___ TASK INPUT

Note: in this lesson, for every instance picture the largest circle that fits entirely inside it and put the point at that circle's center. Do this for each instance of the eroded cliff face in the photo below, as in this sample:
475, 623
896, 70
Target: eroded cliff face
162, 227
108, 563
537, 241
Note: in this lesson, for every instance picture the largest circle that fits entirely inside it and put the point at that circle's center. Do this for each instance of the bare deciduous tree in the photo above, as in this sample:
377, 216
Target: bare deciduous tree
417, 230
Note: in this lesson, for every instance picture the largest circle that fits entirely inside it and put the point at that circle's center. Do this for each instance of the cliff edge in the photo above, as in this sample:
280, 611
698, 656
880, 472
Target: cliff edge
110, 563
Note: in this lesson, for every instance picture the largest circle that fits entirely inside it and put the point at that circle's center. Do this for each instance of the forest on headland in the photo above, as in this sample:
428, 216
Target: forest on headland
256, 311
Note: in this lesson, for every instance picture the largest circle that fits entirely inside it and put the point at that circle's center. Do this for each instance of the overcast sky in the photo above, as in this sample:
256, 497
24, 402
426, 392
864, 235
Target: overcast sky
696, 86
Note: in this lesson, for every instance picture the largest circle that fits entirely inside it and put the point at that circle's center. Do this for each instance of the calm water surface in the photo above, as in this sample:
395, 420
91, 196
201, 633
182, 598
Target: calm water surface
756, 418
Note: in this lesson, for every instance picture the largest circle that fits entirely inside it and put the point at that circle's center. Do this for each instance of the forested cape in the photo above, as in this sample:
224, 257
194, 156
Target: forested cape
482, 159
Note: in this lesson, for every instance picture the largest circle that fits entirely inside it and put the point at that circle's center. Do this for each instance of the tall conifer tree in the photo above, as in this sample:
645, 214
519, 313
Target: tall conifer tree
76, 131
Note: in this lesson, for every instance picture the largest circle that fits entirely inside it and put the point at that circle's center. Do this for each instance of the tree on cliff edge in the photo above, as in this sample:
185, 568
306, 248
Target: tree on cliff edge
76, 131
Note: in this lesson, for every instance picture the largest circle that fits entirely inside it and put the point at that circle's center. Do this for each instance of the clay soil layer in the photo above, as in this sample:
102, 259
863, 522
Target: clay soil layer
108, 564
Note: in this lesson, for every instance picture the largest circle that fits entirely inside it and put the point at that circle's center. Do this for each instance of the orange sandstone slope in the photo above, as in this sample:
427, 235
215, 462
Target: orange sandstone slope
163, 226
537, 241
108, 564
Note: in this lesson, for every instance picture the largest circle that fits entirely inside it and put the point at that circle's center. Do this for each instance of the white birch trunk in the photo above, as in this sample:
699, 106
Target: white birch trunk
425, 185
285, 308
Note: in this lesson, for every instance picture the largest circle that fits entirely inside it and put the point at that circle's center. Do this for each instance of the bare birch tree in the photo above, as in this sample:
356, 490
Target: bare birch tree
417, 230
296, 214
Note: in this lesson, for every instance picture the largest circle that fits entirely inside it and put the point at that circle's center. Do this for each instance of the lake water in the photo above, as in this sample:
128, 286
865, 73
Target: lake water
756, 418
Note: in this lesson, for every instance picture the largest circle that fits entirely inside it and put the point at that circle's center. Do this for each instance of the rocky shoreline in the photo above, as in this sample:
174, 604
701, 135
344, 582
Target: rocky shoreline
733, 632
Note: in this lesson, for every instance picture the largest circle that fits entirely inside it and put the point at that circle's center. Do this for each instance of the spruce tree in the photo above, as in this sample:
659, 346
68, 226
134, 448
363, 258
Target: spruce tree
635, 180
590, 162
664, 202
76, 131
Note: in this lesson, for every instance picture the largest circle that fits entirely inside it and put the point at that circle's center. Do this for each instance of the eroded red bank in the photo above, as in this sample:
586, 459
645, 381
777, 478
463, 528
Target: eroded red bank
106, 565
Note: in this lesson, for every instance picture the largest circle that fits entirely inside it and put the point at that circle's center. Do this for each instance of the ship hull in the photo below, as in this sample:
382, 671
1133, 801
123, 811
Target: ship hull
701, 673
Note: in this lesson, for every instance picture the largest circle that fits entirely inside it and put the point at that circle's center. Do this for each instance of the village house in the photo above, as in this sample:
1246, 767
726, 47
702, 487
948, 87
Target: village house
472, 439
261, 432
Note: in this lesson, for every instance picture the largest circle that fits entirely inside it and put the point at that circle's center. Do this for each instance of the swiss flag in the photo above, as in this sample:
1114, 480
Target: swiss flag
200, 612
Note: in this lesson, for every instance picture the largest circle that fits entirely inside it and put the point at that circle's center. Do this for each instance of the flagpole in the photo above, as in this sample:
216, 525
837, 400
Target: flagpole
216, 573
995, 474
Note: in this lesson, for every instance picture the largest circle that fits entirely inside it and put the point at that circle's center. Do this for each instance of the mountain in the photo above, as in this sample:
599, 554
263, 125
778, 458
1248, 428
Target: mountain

______

Extract the complete listing above, reproducing each line exactly.

▸ THE ANSWER
Note: in this lesson, for every instance picture the largest circle that fits entirely inside it and put the point at that circle's center. Do this for each instance of the eroded cliff face in the photo below, as in this sample:
475, 623
896, 70
Target: eroded cliff face
162, 227
108, 563
537, 241
Note: in this lesson, for every instance picture the largest circle that fits entirely inside it and put the point at that circle's center. Do this for each instance of the bare deciduous tree in the photo above, as in this sample:
377, 216
Target: bare deciduous tree
417, 230
Note: in this lesson, for every instance picture the largest circle that fits entirely inside it and put the point at that circle's center. Do this for each instance of the cliff edge in the photo above, as in this sample:
280, 611
698, 656
880, 472
Target: cliff edge
110, 563
Note: in this lesson, for every instance picture the largest circle that fits entirely inside it and put the point at that circle's center. Do this for each instance of the forest on headland in the photo above, as in this sample:
428, 216
Target: forest on headland
256, 311
Note: in this lesson, for every instance picture the largest circle that fits entirely inside it and put the point at that circle's center. Do this for each instance of the overcast sky in the photo above, as in this sample:
256, 497
24, 402
426, 392
864, 235
Target: overcast sky
696, 86
Note: in this lesson, for every instance picture the largest circle that fits entirely inside it and put the point at that circle's center. Do this for each instance of the calm water surface in the photo above, as in this sample:
395, 420
91, 196
201, 633
182, 598
Target: calm water surface
756, 418
Note: in this lesson, for every instance picture the largest circle that fits entirely inside it and put the point at that circle's center. Do this for each instance of the forested cape in the photo above, as in this sample:
224, 257
194, 156
Target: forested cape
482, 159
Note: in this lesson, for every instance picture the largest circle that fits entirely inside it and put the point at that circle's center. Do this for each instance of the tall conifer tree in the photo above, as in this sample:
645, 214
519, 313
Target: tall conifer tree
76, 131
Note: in this lesson, for every instance picture the largest circle that fits entirely inside it and put the point at that circle's center. Do this for each instance of the tree on cliff edge in the photo above, as in this sample:
185, 568
306, 248
Target: tree on cliff edge
76, 131
Note: in this lesson, for every instance picture the largest circle that fits entirely inside it and put the point at that circle's center. Do this for each instance of the clay soil layer in the photo above, as in this sample:
102, 259
863, 522
Target: clay soil layer
108, 564
Note: in this lesson, for every instance picture the largest circle that fits entirely inside it and put the point at that circle's center. Do this for each instance of the orange sandstone slope in the photo above, as in this sample:
427, 235
215, 462
Target: orange sandstone slope
163, 226
537, 241
108, 564
Note: in this lesson, for every instance picture the largest circle that fits entirely inside it and put the point at that circle's center. Do this for each instance of the white birch trunk in the photo above, as in this sample:
699, 106
Target: white birch trunk
425, 185
285, 308
Note: in this lesson, for every instance picture the largest circle that fits entirely inside it and put the point at that circle's center. Do this for each instance of the bare birch tree in the photo above, as in this sample:
356, 490
Target: bare birch tree
417, 230
296, 214
Note: in this lesson, for every instance picture the largest circle that fits entirely inside it and put the point at that circle's center. Do this for each instance of the lake water in the photo above, as in this sample:
128, 286
865, 73
Target: lake water
756, 418
Note: in this lesson, for every instance picture the largest circle that fits entirely inside it and put the point at that circle's center. Do this for each instance of the rocky shoreline in the photo above, as in this sample:
174, 604
701, 135
344, 582
Target: rocky shoreline
733, 632
Note: in this lesson, for every instance picture the largest circle that fits entirely inside it and put the point at that circle's center. Do this for each instance of the spruce tree in the photo above, as in this sample:
659, 346
68, 226
134, 448
363, 258
Target: spruce tree
635, 180
590, 162
664, 202
76, 131
Note: in this lesson, for every instance picture the largest circle that fits entirely inside it and put the point at that circle's center. Do this for each instance of the eroded red bank in the photo above, as in this sample:
586, 459
645, 381
777, 478
463, 528
Target: eroded red bank
106, 565
Note: in this lesson, for every instance picture the largest circle that fits entirely inside it and put the point at that circle's center. Do this for each instance of the ship hull in the photo below, as in this sample:
382, 671
1133, 801
123, 811
Target: ship hull
701, 673
Note: in this lesson, for every instance picture the largest circle that fits entirely inside it and put the point at that circle's center. Do this for each instance of the village house in the photo above, as in this sample:
1246, 767
726, 47
702, 487
948, 87
Target: village house
472, 439
261, 432
Note: in this lesson, for every instance picture the largest circle that fits entirely inside it and put the point at that circle's center. Do this for each instance of the swiss flag in the photo above, as in this sample:
1114, 480
Target: swiss flag
200, 612
Note: in this lesson, for every instance picture the largest circle that fits entirely inside it and put the point at that circle's center. Do this for each instance of the flagpole in the photo above, as in this sample:
216, 525
837, 400
Target: flagpole
216, 573
995, 474
Note: in this lesson, for every instance picture the largest circle that fits entirely inside it and put the point at that circle's center. Do this for each instance of the mountain in the photo above, as in this sample:
599, 554
263, 125
778, 458
1248, 428
Target: mountain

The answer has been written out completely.